* [WHAT THE TASK REQUIRES]: Return every line of the records below exactly as it appears, leaving out the pictures.

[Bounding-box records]
________________________________________

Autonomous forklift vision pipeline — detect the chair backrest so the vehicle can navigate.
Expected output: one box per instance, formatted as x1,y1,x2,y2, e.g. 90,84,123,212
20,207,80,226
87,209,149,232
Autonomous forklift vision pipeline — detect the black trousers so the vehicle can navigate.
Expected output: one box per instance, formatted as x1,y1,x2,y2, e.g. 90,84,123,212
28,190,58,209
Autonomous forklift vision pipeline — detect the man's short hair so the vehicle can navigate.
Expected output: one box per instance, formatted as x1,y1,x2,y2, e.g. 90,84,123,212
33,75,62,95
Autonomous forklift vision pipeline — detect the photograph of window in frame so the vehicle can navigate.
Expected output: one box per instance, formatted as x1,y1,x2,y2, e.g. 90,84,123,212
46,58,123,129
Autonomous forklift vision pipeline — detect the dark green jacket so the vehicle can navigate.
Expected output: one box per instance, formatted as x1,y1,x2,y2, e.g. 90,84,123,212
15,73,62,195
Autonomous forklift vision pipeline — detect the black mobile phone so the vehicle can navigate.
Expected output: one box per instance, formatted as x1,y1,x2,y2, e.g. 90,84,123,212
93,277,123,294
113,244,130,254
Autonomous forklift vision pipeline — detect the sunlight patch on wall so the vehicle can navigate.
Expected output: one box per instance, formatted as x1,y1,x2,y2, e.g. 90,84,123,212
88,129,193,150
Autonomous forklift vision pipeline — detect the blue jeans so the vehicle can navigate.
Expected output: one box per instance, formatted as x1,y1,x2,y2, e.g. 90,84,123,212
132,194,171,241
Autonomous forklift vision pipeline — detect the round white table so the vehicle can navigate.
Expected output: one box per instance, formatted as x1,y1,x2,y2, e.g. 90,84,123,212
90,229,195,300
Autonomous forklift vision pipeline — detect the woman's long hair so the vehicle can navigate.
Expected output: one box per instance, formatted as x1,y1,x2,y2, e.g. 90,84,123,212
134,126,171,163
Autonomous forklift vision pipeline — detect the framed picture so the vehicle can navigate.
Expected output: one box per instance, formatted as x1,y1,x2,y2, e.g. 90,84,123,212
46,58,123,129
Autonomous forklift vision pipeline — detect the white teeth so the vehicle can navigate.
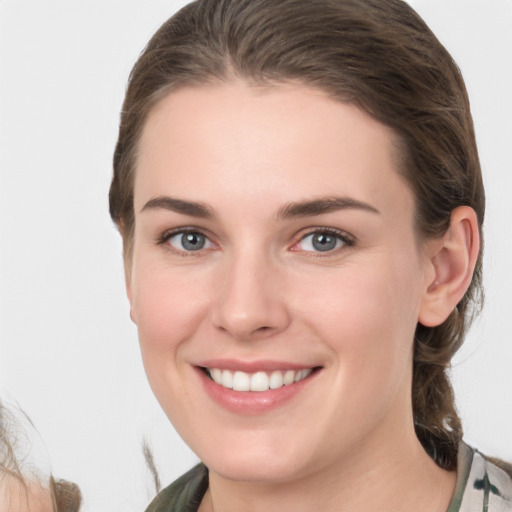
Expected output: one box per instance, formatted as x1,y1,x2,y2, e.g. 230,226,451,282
251,372,268,391
232,370,251,391
268,370,284,389
210,368,222,384
208,368,313,391
220,370,233,388
283,370,295,386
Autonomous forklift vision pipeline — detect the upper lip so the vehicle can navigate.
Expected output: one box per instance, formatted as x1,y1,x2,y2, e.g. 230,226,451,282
197,359,318,373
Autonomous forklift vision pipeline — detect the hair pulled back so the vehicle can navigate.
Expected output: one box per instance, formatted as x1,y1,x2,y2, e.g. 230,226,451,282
110,0,485,469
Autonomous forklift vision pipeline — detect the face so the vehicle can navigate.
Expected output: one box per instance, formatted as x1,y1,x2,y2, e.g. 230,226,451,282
127,83,432,482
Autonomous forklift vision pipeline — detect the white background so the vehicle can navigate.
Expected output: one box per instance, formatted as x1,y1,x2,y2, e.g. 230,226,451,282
0,0,512,512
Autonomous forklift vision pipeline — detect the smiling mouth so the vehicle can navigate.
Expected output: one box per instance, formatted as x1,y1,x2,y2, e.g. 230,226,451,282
203,368,319,392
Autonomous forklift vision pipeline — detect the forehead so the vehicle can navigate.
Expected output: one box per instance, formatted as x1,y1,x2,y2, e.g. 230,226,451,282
135,82,411,217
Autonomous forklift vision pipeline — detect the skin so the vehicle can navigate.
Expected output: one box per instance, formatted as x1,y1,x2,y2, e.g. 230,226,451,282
126,82,478,512
0,474,55,512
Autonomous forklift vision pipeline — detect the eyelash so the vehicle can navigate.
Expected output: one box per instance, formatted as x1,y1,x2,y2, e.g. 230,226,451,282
291,227,356,257
156,227,356,257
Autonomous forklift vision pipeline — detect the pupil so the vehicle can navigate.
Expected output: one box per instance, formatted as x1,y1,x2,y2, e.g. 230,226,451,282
181,233,205,251
313,233,336,251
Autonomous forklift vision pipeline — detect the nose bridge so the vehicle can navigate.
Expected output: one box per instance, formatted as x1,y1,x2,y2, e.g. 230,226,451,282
213,244,289,339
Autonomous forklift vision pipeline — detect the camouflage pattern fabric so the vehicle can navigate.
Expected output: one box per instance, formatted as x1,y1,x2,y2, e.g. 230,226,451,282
146,443,512,512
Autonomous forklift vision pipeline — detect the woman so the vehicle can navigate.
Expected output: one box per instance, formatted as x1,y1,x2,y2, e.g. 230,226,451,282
0,401,82,512
110,0,512,512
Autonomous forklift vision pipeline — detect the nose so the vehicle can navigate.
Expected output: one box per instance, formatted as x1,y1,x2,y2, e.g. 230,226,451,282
212,253,290,340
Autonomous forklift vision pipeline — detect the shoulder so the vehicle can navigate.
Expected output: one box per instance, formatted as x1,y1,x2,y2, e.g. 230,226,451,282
448,443,512,512
146,464,208,512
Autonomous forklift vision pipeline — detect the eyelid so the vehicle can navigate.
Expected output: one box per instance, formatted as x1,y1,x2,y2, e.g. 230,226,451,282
290,226,356,256
155,226,217,257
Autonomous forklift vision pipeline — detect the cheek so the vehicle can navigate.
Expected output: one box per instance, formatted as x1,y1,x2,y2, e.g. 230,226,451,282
132,269,211,353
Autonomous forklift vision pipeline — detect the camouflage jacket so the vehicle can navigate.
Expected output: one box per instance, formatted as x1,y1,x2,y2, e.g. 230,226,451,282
146,443,512,512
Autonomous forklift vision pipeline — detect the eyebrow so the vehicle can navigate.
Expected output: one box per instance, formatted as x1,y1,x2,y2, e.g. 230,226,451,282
141,196,214,219
277,197,380,219
141,196,380,220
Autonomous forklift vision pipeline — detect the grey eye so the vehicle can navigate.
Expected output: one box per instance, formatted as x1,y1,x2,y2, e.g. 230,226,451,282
298,231,346,252
168,231,211,252
312,233,338,251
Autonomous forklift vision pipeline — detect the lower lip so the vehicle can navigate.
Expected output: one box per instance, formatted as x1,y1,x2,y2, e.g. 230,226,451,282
195,367,318,415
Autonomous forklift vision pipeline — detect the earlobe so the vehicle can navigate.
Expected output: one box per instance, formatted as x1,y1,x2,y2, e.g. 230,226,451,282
418,206,480,327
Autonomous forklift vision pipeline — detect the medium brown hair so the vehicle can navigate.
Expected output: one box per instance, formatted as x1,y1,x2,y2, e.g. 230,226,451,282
110,0,485,469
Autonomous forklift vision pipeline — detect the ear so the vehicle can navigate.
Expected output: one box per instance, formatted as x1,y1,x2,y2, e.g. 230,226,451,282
124,255,137,324
418,206,480,327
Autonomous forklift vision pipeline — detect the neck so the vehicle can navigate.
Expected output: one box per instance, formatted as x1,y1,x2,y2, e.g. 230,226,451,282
199,425,456,512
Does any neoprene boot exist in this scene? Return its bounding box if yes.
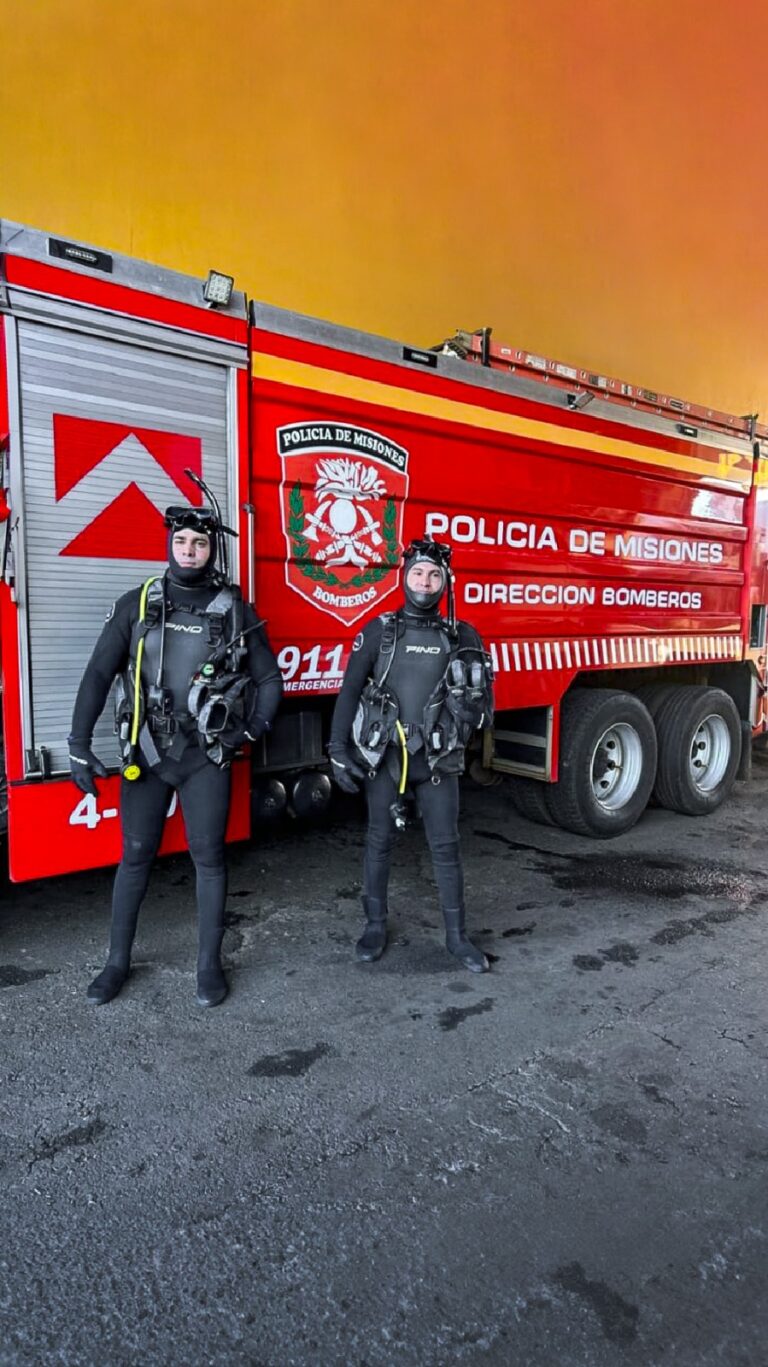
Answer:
[443,906,491,973]
[85,964,131,1006]
[197,916,230,1006]
[355,897,387,964]
[197,961,230,1006]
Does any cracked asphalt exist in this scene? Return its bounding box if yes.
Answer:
[0,757,768,1367]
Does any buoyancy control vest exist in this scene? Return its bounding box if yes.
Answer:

________________________________________

* [RIGHT ANSWER]:
Autonomous forklift vision pipeline — detect the chair backrest so the vehicle can navigate.
Expected output: one box per instance, formatted as x1,y1,x2,y2, e.g. 90,84,123,212
20,207,80,226
87,209,149,232
Autonomous forklift vision pipeline — detect the black trousers so the vehicle can navigate.
Expected output: one box per instance, formatted as x1,y1,x2,y2, e.g. 90,84,123,212
28,190,58,209
Autonomous forklift vision pipeline — detect the man's short hair so the vehicle can navigate.
Expected output: one box per instance, formatted as x1,y1,x2,y2, e.g. 90,84,123,212
33,75,62,95
Autonomous forklift vision pipeline — detect the photograph of window in frame so the vehicle can navigate.
Expected output: one box per instance, formatted as x1,y1,x2,y2, e.g. 90,84,123,212
46,58,123,129
Autonomous forklift vision pipeline — detect the dark green jacket so the vehicle can navigate.
Expected output: one box per instance, formatted as x1,y1,x2,y2, e.g. 90,84,123,212
15,73,62,195
Autonomous forklift vision pipeline — detect the black mobile phone so the vehicle can navigate.
Expected output: one box per instance, formatted as x1,y1,x2,y2, e.g. 90,84,123,212
93,277,123,294
113,244,130,254
Autonomous forklift vision pipeline — detect the sunlight patch on wall so the vehicle can navigate.
Expected output: one box per instance, formatted as x1,y1,x2,y2, e.g. 90,84,123,212
88,129,193,150
Autonomous forklift vision pipeline — detect the blue jeans so the vehicle can navigate.
Expected output: one box per instance, formatted as x1,y1,x2,y2, e.g. 90,84,123,212
132,194,171,241
Autonomous forklift vision pipeline — detect the round white table so the vehicle can navigate.
Expected output: one box per instance, formatted as x1,y1,x2,y2, e.g. 90,84,123,212
90,229,195,300
Autonomous forklift vision pipeline — detect the woman's long hair so the vehicle can navigate.
Expected output: one box per instance, formatted as x1,y1,x2,y2, e.g. 90,84,123,212
134,126,171,163
Autonomous forklift vision pipeline — detect the framed picture so the vehicle can navigate.
Expected output: one box per instance, formatted as x1,y1,x2,y2, e.g. 90,84,123,212
46,58,123,129
Autonomous forklift vision pipeline — detect the white teeth so the vehicle can navigate.
Expected output: one box per instance, formatted as x1,y1,x2,y2, e.g. 230,226,451,282
251,372,268,391
232,370,251,391
268,370,284,389
210,368,222,384
208,368,313,391
220,370,233,388
283,370,295,386
Autonomous forklift vision pipeline — detect the upper lip so the vehicle can navigate.
Expected output: one box per instance, formatted as x1,y1,x2,y2, e.g. 230,226,451,282
197,359,318,373
Autonomous forklift vision pipeline — detect the hair pulled back so the vehicle can navigate.
Expected output: one box per instance, formatted as x1,y1,x2,y2, e.g. 230,226,451,282
110,0,485,469
Autonomous forklift vision pipeline — detect the face so the vehicle can navigate.
Expected output: one box per instance, formatted as x1,y1,x2,y2, e.g. 230,226,451,282
127,83,432,482
Autonomous forklift vision pipeline — detect the white background so the vehicle can navigate.
Expected output: one box per instance, formatted as x1,y1,x2,y2, e.g. 230,226,451,282
0,0,512,512
Autonomous forklift vision pipeline — detect the smiling mouth so the vehicle can navigate.
Expected output: one box per instance, formatted as x1,y1,x2,y2, e.g. 230,226,451,282
203,368,319,392
Autonomous forklift vision pipeline — detect the forehead so the vehicle can navigate.
Expected output: one box per instance, formatted as x1,y1,x2,y2, e.g. 230,226,451,282
135,82,411,217
Autonomous forklift vision pipeline — detect the skin so the vehicle can navigate.
Expected output: one box per instance, formatted as x1,y1,x2,y2, e.g. 230,226,451,282
126,82,478,512
0,474,55,512
Autonomous forklift vision pipeline — detect the eyelash so the vehicle can navigate.
Expected output: one box per instance, formatted as x1,y1,x2,y2, e.g. 230,226,451,282
291,227,356,257
156,227,356,257
Autonomous forklift vision pipeline — detect the pupil so the vehicle can navigate.
Expected output: one box per instance, formatted as x1,y1,x2,y2, e.g. 230,226,451,282
181,233,205,251
313,233,336,251
Autonomous forklift vision pipeline — detect the nose bridge so the vehicle can navigate.
Expected output: one box per instance, formatted as x1,y1,x2,y2, e.g. 230,226,451,282
213,244,289,339
Autonomous forklift vision pipeline — detect the camouflage pattern fabric so the vehicle can navigate.
Expected output: one box per instance, formatted as x1,y1,x2,y2, e.g. 230,226,451,282
146,443,512,512
Autonomous forklift vision pipeline — detect the woman so the vehicle can navigate.
Expected output: one box per instance, formatted as x1,y1,x2,y2, e.g. 230,226,451,282
0,401,82,512
110,0,512,512
Autonomous forklift vision pipeline — detect the nose so the vehicle can navigate.
Expected output: one box per instance, formatted as x1,y1,x2,y2, e.g. 230,226,451,282
212,253,290,340
Autonomous forklift vision pipeline — detect the shoulder so the vehicle can navigate.
Expected output: one box per instance, formatted as x1,y1,x2,y2, e.g. 230,226,451,282
448,443,512,512
146,464,208,512
Autonomous forklift vision pipeline — detect the eyelid so the vehicle can navigate.
Expected output: one box per instance, formatted as x1,y1,x2,y2, e.g. 230,226,451,282
290,226,356,256
155,226,217,257
Autonomous forklift vision pipeline — detect the cheek so the vehicle can navigate.
Expected output: one box per instance, formatted as x1,y1,x2,y2, e.g. 230,226,451,282
132,269,211,353
Autonomous forklift vision pipeline — detect the camouflage jacket so the vehicle can navigate.
Expected output: one box per instance, formatted as x1,y1,x2,y2, e.g. 230,226,451,282
146,443,512,512
Autonomous forklift vision pipeline — detect the eyebrow so the vehicle can navigate.
Expected output: one box per instance, formatted as x1,y1,x2,y2, e.g. 230,226,451,282
141,196,214,219
277,197,380,219
141,196,380,220
Autonomous forklift vision pipeline — detect the grey eye so the vehicle can navigate.
Expected output: one box per instance, formatted as x1,y1,x2,y2, e.g. 230,226,451,282
298,231,346,252
168,231,211,252
312,233,338,251
Autonomous forklift vision pipeline — detect the lower lip so the vehicle can navigate.
Expected output: one box per instance, formatted as x1,y1,x2,y2, e.g. 230,226,451,282
195,367,318,415
Autonomous forklift vision pipeline — detect the earlobe so the vehicle can navigate.
Expected output: one box per instance, formatted as x1,y1,x2,y2, e.g. 230,226,451,282
418,206,480,327
Autonomous forklift vision pipeline — detect the medium brown hair so the vehicle can navigate.
Expected output: one box per instance, formatted as x1,y1,x2,y2, e.g. 230,226,451,282
110,0,485,469
Autonomous forklift vision pipeline — detect the ear so the vehicle can navigate.
Expected output: one box per instance, formatted as x1,y1,x2,y2, e.g. 230,226,451,282
124,255,137,324
418,206,480,327
Autonomous forklift vision pipeline — detect the neck so the vehicle can navigate.
Expected output: one box per instance, formatted as x1,y1,x2,y2, e.g. 230,226,451,282
199,425,456,512
Does any neoprene boot exist in this scene? Return its bounding box if yes.
Answer:
[443,906,491,973]
[85,964,131,1006]
[197,916,230,1006]
[355,897,387,964]
[197,961,230,1006]
Does any cracked asphalt exist in this scene? Return its bounding box if yes.
Answer:
[0,757,768,1367]
Does any buoyancy control vest exist in this scene? Return its bounding box if yes.
Answer:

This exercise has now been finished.